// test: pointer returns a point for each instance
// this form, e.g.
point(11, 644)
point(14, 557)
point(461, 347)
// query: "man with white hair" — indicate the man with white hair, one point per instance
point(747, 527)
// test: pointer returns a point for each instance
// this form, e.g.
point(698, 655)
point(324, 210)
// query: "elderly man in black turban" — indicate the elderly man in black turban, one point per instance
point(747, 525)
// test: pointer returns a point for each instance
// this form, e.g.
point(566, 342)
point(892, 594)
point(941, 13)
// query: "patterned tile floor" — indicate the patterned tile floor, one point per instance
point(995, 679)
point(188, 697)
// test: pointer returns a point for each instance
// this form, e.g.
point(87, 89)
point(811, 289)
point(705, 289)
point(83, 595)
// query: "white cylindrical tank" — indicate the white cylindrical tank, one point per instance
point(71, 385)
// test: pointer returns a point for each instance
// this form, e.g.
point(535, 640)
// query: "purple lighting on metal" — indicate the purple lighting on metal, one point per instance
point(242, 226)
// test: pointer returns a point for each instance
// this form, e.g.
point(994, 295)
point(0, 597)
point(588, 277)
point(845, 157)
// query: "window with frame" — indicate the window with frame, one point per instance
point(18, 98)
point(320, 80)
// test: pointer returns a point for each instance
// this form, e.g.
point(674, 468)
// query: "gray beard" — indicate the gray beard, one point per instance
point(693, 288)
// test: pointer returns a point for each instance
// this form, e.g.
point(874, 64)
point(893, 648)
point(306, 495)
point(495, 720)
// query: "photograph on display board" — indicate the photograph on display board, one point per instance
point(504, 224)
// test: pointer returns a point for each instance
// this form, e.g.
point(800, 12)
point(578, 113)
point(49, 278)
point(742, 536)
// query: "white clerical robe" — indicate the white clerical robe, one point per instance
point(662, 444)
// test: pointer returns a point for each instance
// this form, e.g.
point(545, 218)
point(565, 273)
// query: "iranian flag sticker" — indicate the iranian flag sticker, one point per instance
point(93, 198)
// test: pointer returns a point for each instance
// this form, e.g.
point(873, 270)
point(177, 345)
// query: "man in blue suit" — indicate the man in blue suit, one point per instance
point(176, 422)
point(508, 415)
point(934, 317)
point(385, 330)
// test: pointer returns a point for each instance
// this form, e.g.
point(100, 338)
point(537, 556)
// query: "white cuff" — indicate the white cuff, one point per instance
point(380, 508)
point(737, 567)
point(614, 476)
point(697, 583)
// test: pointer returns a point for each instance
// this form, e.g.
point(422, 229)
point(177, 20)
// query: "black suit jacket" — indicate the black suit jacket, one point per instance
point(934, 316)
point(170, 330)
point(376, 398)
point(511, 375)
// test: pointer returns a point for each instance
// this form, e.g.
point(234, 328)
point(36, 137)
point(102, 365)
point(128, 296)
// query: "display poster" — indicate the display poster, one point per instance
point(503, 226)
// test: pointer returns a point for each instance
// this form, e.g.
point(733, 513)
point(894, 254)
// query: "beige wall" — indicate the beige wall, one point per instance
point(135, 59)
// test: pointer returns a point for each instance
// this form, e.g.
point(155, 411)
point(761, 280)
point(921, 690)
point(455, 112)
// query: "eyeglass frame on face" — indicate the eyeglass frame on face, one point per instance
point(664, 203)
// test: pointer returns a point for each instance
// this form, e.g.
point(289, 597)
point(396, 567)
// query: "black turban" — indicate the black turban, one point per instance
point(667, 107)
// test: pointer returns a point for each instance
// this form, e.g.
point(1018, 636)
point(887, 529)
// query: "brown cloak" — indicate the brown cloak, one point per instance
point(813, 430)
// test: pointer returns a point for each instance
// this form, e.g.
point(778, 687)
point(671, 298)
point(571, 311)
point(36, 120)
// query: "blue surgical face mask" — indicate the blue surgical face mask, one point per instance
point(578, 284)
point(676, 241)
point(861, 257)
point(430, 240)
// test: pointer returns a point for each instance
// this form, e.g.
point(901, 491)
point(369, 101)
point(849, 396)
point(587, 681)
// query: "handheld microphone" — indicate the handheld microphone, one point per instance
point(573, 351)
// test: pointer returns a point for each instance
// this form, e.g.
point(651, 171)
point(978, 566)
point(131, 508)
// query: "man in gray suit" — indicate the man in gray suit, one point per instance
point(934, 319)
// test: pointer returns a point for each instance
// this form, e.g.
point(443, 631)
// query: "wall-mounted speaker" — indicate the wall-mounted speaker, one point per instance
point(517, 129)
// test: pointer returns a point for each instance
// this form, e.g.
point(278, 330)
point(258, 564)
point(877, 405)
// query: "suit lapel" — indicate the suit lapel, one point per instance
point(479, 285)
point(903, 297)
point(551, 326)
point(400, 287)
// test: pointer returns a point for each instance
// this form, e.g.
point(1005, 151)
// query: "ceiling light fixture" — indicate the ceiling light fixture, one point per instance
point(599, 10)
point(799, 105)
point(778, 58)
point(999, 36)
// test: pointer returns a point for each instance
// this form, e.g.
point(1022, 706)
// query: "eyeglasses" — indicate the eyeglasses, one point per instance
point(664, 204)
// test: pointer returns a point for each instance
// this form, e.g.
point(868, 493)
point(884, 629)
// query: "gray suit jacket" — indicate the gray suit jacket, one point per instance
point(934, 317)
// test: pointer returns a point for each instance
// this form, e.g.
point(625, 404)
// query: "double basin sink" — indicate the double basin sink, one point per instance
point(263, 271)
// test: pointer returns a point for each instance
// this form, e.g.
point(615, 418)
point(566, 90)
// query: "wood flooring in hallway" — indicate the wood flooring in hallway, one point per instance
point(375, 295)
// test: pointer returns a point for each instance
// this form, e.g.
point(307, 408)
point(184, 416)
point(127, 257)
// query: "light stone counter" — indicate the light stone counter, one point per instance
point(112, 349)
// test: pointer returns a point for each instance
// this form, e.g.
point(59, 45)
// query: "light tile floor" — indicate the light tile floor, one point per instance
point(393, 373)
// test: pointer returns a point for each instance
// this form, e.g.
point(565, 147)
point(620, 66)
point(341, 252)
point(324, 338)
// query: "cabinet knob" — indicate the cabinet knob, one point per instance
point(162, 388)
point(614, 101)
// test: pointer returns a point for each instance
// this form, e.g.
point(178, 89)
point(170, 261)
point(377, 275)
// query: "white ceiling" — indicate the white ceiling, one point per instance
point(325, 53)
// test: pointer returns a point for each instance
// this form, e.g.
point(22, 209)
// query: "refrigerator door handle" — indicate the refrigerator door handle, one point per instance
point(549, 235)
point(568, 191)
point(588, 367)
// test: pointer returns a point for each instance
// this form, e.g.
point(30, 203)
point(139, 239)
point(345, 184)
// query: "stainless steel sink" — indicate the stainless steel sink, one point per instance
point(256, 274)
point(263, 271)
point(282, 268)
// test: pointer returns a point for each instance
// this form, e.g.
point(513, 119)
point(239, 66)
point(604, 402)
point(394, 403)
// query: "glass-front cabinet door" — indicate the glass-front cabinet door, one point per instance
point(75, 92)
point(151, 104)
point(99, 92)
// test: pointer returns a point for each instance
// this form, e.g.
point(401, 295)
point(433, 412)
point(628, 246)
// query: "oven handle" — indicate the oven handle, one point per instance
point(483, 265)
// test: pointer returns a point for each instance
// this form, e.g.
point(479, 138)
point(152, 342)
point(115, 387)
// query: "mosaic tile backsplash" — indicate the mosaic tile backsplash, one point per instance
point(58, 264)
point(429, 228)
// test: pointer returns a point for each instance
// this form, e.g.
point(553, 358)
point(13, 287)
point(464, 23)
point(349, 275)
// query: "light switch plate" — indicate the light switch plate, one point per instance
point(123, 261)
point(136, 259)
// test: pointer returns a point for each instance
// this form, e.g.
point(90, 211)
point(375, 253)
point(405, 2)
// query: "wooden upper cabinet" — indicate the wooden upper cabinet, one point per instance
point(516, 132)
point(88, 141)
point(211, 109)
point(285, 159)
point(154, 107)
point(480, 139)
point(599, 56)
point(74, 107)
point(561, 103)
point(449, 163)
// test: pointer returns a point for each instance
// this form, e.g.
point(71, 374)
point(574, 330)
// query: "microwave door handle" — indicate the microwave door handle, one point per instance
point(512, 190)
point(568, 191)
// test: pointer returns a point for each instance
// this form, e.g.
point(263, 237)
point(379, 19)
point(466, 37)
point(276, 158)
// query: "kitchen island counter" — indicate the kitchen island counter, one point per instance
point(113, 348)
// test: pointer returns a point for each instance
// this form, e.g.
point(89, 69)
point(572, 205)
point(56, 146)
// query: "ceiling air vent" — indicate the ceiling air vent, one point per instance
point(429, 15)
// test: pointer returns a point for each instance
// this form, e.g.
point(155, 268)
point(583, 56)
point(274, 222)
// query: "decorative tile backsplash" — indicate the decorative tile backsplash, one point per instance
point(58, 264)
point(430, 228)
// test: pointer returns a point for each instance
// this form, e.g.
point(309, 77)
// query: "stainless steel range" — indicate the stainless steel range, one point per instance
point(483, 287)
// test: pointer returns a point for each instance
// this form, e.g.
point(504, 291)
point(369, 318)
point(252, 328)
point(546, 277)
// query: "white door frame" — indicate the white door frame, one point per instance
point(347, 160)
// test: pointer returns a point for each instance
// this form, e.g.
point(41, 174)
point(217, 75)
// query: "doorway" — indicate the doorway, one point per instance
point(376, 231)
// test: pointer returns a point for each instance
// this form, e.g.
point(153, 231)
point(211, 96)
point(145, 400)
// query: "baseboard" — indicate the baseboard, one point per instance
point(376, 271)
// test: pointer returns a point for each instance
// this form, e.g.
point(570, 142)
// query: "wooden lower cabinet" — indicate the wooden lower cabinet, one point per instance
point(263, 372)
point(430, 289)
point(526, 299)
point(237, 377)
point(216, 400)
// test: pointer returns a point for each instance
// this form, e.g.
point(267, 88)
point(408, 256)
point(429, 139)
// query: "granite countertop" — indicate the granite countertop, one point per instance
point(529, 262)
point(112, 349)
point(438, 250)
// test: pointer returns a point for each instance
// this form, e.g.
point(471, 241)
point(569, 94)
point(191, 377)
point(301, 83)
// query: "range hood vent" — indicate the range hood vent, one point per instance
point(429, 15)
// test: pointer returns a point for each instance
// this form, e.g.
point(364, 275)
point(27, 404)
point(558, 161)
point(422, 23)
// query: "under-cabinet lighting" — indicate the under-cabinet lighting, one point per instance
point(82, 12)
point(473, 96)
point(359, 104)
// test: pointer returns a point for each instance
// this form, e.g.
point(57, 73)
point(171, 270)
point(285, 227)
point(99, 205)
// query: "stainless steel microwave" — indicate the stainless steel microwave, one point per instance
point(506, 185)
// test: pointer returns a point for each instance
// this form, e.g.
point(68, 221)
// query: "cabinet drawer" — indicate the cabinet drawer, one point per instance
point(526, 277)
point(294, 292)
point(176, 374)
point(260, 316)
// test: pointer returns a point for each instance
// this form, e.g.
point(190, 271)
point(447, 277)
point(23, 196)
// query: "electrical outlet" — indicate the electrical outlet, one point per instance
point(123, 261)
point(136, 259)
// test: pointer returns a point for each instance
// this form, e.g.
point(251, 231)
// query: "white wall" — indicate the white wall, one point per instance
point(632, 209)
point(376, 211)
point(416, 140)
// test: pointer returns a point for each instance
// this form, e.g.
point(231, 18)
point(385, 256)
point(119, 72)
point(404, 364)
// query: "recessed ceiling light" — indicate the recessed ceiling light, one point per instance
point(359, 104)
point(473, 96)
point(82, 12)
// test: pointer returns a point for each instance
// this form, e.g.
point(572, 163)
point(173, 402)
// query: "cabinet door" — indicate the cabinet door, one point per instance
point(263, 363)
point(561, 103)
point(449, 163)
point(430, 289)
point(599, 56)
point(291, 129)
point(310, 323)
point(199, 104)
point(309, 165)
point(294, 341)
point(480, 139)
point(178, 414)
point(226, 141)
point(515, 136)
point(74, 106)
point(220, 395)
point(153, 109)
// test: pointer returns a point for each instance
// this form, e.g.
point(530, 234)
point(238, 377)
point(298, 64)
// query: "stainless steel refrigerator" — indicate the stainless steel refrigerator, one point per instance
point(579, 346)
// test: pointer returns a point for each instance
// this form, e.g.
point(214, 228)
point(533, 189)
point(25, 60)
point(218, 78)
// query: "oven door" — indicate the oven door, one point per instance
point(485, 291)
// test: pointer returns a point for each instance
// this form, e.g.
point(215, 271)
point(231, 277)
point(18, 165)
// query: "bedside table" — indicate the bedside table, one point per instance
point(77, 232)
--------------------------------
*Work instructions*: Copy every line above that contains the string "blue". Matching is case-sensitive.

*Full answer*:
// query: "man in blue suit" — indicate the man in blue suit, one point per instance
// query: "blue surgical face mask" — indicate the blue surgical face mask, one point per instance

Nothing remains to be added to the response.